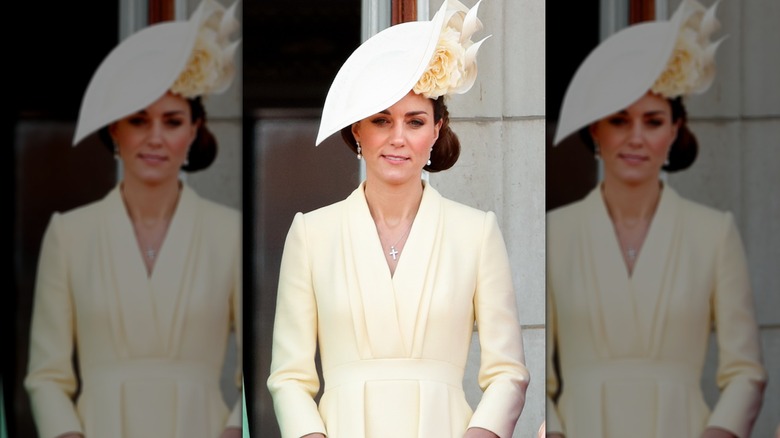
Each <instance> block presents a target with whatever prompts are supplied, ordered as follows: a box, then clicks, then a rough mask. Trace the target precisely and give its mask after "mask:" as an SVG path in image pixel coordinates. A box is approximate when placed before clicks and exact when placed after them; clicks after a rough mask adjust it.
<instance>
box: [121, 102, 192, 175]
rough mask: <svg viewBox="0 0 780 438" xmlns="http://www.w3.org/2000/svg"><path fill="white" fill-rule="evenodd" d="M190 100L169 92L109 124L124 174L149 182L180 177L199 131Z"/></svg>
mask: <svg viewBox="0 0 780 438" xmlns="http://www.w3.org/2000/svg"><path fill="white" fill-rule="evenodd" d="M191 111H192V110H191V109H190V104H189V102H188V101H187V100H186V99H185V98H183V97H181V96H177V95H174V94H171V93H170V92H169V93H166V94H165V95H163V96H162V97H161V98H159V99H158V100H157V101H155V102H154V103H152V104H151V105H149V106H147V107H146V108H144V109H142V110H141V111H138V112H137V113H135V114H131V115H129V116H127V117H125V118H123V119H120V120H118V121H116V122H114V123H113V124H111V126H110V127H109V132H110V133H111V137H112V138H113V139H114V142H115V144H116V145H117V147H118V149H119V151H118V152H119V156H120V157H121V158H122V163H123V166H124V178H125V179H126V180H127V179H137V180H138V181H140V182H144V183H147V184H159V183H162V182H165V181H170V180H171V179H174V180H177V179H178V175H179V169H180V168H181V166H182V164H183V163H184V160H185V159H186V158H187V153H188V152H189V147H190V145H191V144H192V142H193V141H194V140H195V136H196V135H197V130H198V123H193V122H192V112H191Z"/></svg>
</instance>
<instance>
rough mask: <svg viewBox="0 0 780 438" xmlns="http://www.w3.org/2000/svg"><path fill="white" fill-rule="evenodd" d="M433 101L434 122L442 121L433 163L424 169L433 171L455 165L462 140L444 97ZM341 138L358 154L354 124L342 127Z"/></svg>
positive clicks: (435, 171) (441, 169)
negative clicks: (354, 134)
mask: <svg viewBox="0 0 780 438" xmlns="http://www.w3.org/2000/svg"><path fill="white" fill-rule="evenodd" d="M431 102H433V121H434V123H439V120H441V121H442V123H441V128H440V129H439V138H437V139H436V143H434V144H433V149H432V150H431V164H430V165H426V166H425V167H423V169H425V170H427V171H428V172H432V173H433V172H441V171H442V170H447V169H449V168H451V167H452V166H454V165H455V163H456V162H457V161H458V157H460V140H458V136H457V135H456V134H455V132H454V131H453V130H452V129H451V128H450V113H449V111H448V110H447V104H445V103H444V97H443V96H442V97H439V98H437V99H431ZM341 138H342V139H344V142H345V143H346V144H347V146H349V148H350V149H352V152H354V153H356V154H357V141H355V136H354V135H352V125H350V126H345V127H344V128H342V129H341Z"/></svg>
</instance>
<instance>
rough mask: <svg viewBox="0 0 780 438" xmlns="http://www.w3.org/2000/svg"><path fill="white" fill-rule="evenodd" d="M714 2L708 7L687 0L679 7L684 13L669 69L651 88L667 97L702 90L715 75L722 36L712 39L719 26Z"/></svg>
mask: <svg viewBox="0 0 780 438" xmlns="http://www.w3.org/2000/svg"><path fill="white" fill-rule="evenodd" d="M716 7H717V3H715V4H714V5H713V6H712V7H711V8H709V9H705V8H704V6H702V5H701V4H700V3H698V2H696V1H695V0H686V1H685V3H684V4H683V5H682V7H681V8H680V9H679V10H678V12H679V13H681V14H685V15H684V16H683V20H682V25H681V28H680V32H679V33H678V36H677V42H676V44H675V48H674V51H673V52H672V55H671V56H670V58H669V61H668V63H667V65H666V69H665V70H664V71H663V72H662V73H661V75H660V76H659V77H658V79H656V81H655V83H654V84H653V86H652V87H651V91H653V92H654V93H656V94H660V95H662V96H664V97H667V98H674V97H678V96H682V95H687V94H691V93H702V92H704V91H705V90H707V88H709V87H710V85H712V81H713V79H714V77H715V50H716V49H717V48H718V45H720V43H721V41H723V39H722V38H721V39H720V40H718V41H716V42H714V43H713V42H711V41H710V35H711V34H712V33H713V32H714V31H716V30H717V29H718V28H719V27H720V23H719V22H718V20H717V19H716V18H715V8H716ZM686 16H687V17H686Z"/></svg>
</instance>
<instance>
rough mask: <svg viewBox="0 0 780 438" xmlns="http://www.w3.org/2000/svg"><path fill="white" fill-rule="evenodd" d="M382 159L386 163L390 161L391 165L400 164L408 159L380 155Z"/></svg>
mask: <svg viewBox="0 0 780 438" xmlns="http://www.w3.org/2000/svg"><path fill="white" fill-rule="evenodd" d="M382 158H384V159H385V160H387V161H391V162H393V163H401V162H404V161H407V160H409V158H408V157H402V156H399V155H382Z"/></svg>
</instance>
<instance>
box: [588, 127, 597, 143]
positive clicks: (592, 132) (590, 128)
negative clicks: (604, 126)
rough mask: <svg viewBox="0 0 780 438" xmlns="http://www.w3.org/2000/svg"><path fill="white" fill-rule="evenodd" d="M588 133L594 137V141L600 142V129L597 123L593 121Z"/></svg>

What the exercise asks
Repeat the preceding records precisely, and leave every picture out of the copy.

Answer to this exercise
Each <instance> block presents a target with whatever prompts are supplied, ordered as follows: a box, then clicks, then a rough mask. Trace the target precisely and give its mask after "mask:" as an SVG path in image pixel coordinates. A box is approximate when placed before clicks and exact when placed after them; clicks after a rough mask adjust it.
<instance>
box: [121, 102, 192, 175]
rough mask: <svg viewBox="0 0 780 438" xmlns="http://www.w3.org/2000/svg"><path fill="white" fill-rule="evenodd" d="M190 100L169 92L109 124L124 174L149 182L180 177L199 131Z"/></svg>
mask: <svg viewBox="0 0 780 438" xmlns="http://www.w3.org/2000/svg"><path fill="white" fill-rule="evenodd" d="M191 111H192V110H191V109H190V104H189V102H188V101H187V100H186V99H185V98H183V97H181V96H177V95H174V94H171V93H170V92H169V93H166V94H165V95H163V96H162V97H161V98H159V99H158V100H157V101H155V102H154V103H152V104H151V105H149V106H147V107H146V108H144V109H142V110H141V111H138V112H137V113H135V114H131V115H129V116H127V117H125V118H123V119H120V120H118V121H116V122H114V123H113V124H111V126H110V127H109V132H110V133H111V137H112V138H113V139H114V142H115V144H116V145H117V147H118V149H119V151H118V152H119V156H120V157H121V158H122V163H123V166H124V178H125V179H126V180H127V179H137V180H138V181H140V182H144V183H147V184H159V183H162V182H165V181H170V180H171V179H174V180H177V179H178V175H179V169H180V168H181V166H182V164H183V163H184V160H185V159H186V158H187V153H188V152H189V147H190V145H191V144H192V142H193V141H194V140H195V136H196V135H197V130H198V123H193V122H192V112H191Z"/></svg>
</instance>
<instance>
rough mask: <svg viewBox="0 0 780 438" xmlns="http://www.w3.org/2000/svg"><path fill="white" fill-rule="evenodd" d="M433 101L434 122L442 121L433 163L424 169L433 171L455 165L462 140L444 97ZM341 138L358 154L354 124L342 127Z"/></svg>
positive clicks: (435, 171) (441, 169)
negative clicks: (354, 134)
mask: <svg viewBox="0 0 780 438" xmlns="http://www.w3.org/2000/svg"><path fill="white" fill-rule="evenodd" d="M431 102H433V121H434V123H439V120H441V121H442V123H441V128H440V129H439V138H437V139H436V143H434V144H433V149H432V150H431V164H430V165H426V166H425V167H423V169H425V170H427V171H428V172H432V173H433V172H441V171H442V170H447V169H449V168H451V167H452V166H454V165H455V163H456V162H457V161H458V157H460V140H458V136H457V135H456V134H455V132H454V131H453V130H452V129H451V128H450V113H449V111H448V110H447V104H445V103H444V97H443V96H442V97H439V98H437V99H431ZM341 138H342V139H344V142H345V143H346V144H347V146H349V148H350V149H352V152H354V153H356V154H357V141H355V136H354V135H352V125H350V126H345V127H344V128H342V129H341Z"/></svg>
</instance>
<instance>
rough mask: <svg viewBox="0 0 780 438" xmlns="http://www.w3.org/2000/svg"><path fill="white" fill-rule="evenodd" d="M714 2L708 7L687 0L679 7L684 13L669 69L651 88L667 97L702 90L715 75L722 36L712 39L719 26Z"/></svg>
mask: <svg viewBox="0 0 780 438" xmlns="http://www.w3.org/2000/svg"><path fill="white" fill-rule="evenodd" d="M716 7H717V3H715V4H714V5H713V6H712V7H711V8H709V9H705V8H704V6H702V5H701V4H700V3H698V2H696V1H695V0H686V1H685V3H684V4H683V5H682V7H681V8H680V9H679V10H678V12H679V13H681V14H685V15H684V16H683V20H682V25H681V28H680V32H679V33H678V36H677V42H676V44H675V48H674V51H673V52H672V55H671V56H670V58H669V61H668V63H667V65H666V69H665V70H664V71H663V72H662V73H661V75H660V76H659V77H658V79H656V81H655V83H654V84H653V86H652V87H651V91H653V92H654V93H656V94H660V95H662V96H664V97H667V98H674V97H678V96H682V95H687V94H691V93H702V92H704V91H705V90H707V88H709V87H710V85H712V81H713V79H714V77H715V50H716V49H717V48H718V45H720V43H721V41H723V39H722V38H721V39H720V40H718V41H716V42H714V43H713V42H711V41H710V35H711V34H712V33H713V32H714V31H716V30H717V29H718V28H719V27H720V23H719V22H718V20H717V19H716V18H715V8H716ZM686 16H687V17H686Z"/></svg>
</instance>
<instance>
rough mask: <svg viewBox="0 0 780 438" xmlns="http://www.w3.org/2000/svg"><path fill="white" fill-rule="evenodd" d="M382 159L386 163L390 161L391 165L400 164L408 159L380 155Z"/></svg>
mask: <svg viewBox="0 0 780 438" xmlns="http://www.w3.org/2000/svg"><path fill="white" fill-rule="evenodd" d="M382 158H384V159H385V160H387V161H391V162H393V163H401V162H404V161H407V160H409V158H408V157H402V156H399V155H382Z"/></svg>
</instance>
<instance>
box: [588, 127, 597, 143]
positive clicks: (592, 132) (590, 128)
negative clicks: (604, 126)
rough mask: <svg viewBox="0 0 780 438" xmlns="http://www.w3.org/2000/svg"><path fill="white" fill-rule="evenodd" d="M588 133L594 137V141L600 142V129L597 123L593 121Z"/></svg>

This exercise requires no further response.